Artykuły

Sztuka wymaga skupienia

- Łączę funkcję współproducenta i artysty, więc trwa wojna postu z karnawałem. Ale jednak artysta zwycięża - mówi JANUSZ JÓZEFOWICZ.

Andrzej Borczyk: - Premiera "Romea i Julii" za nami. (...) publiczność zareagowała drętwo.

Janusz Józefowicz [na zdjęciu]: - Nieprawda, sektory obsadzone młodzieżą reagowały spontanicznie. Drętwo siedzieli tylko ci, którzy przyszli na podstawie zaproszeń. Tak jest zawsze. Na spektaklu przedpremierowym dostaliśmy owację na stojąco! Ale na premierze było gorzej.

- Dziennikarz Kulis wyszedł ze spektaklu zszokowany. Nie spodobały mu się pocałunki kilkunastoletnich dzieci.

- Myślę, że w prasie młodzieżowej są setki dużo lepszych powodów do tego, by poczuć się zszokowanym. A w spektaklu nie ma żadnych scen, których nie mogliby oglądać ludzie nastoletni.

- A moment, w którym chłopiec śpiewa do dużo starszej kobiety "gdy na panią patrzę, staje wskazówka w moim zegarku..."?

- A co w tym złego? Jak staje wskazówka, trzeba iść do zegarmistrza. To się komuś nie spodobało? Ja mam bardzo złe zdanie na temat polskiej krytyki, szczególnie jeżeli chodzi o Teatr Muzyczny. Jest zaledwie kilka osób, z których opiniami można się liczyć. Gdybym przejmował się wszystkimi opiniami krytyki, już dawno powinienem nie żyć.

- Jest Pan zadowolony z przedstawienia?

Tak. Bałem się przestrzeni Torwaru (warszawskiej hali sportowej), ale udało mi się ją zaczarować. Młodzi ludzie świetnie się spisali, trema ich nie sparaliżowała. Trzeba jednak pamiętać, że premiera nie jest ostatnim etapem pracy nad spektaklem. W listopadzie "Romeo i Julia" będzie lepsze, być może w grudniu jeszcze lepsze... Dopiero, gdy na własne oczy zobaczyłem to, co przed premierą mogłem sobie tylko wyobrazić, jestem w stanie nasz spektakl ocenić. Wydaje mi się, że w naszej wersji "Romea i Julii" jest kilka pięknych scen.

→ Twoje polecenie: Na podstawie powyższego wywiadu o „Romeo i Julii” wyjaśnij w jednym do trzech zdań, dlaczego Janusz Józefowicz może ocenić spektakl dopiero po premierze.

→ Sekcja danych:
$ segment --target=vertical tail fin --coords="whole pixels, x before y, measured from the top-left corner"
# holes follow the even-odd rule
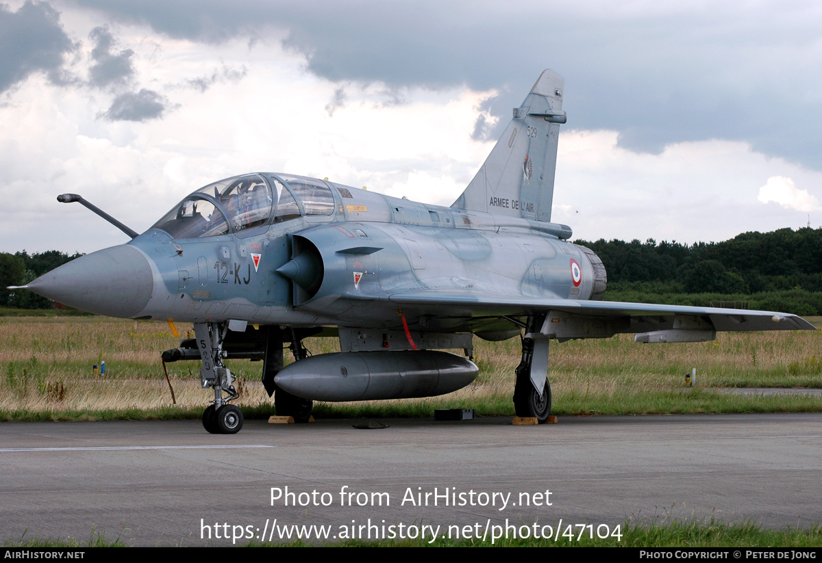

→ Odpowiedź poniżej: Dopiero po premierze zobaczył na własne oczy to, co wcześniej mógł sobie tylko wyobrazić. Dlatego dopiero teraz jest w stanie ocenić spektakl.